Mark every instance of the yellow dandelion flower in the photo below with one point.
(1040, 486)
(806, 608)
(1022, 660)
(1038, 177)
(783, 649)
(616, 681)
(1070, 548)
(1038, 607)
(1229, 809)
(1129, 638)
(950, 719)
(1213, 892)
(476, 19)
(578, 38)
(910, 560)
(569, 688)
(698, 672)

.....

### [Your task]
Update the listing by changing "dandelion flower" to "dandelion blossom" and keeping every other line as it is.

### [Solution to this exercise]
Mark every instance of the yellow dandelion blossom in the photo below with one point.
(1040, 486)
(806, 608)
(1022, 660)
(1038, 177)
(783, 649)
(616, 681)
(1070, 548)
(1038, 607)
(1229, 809)
(1129, 638)
(950, 719)
(1213, 892)
(476, 19)
(578, 38)
(910, 560)
(569, 688)
(698, 672)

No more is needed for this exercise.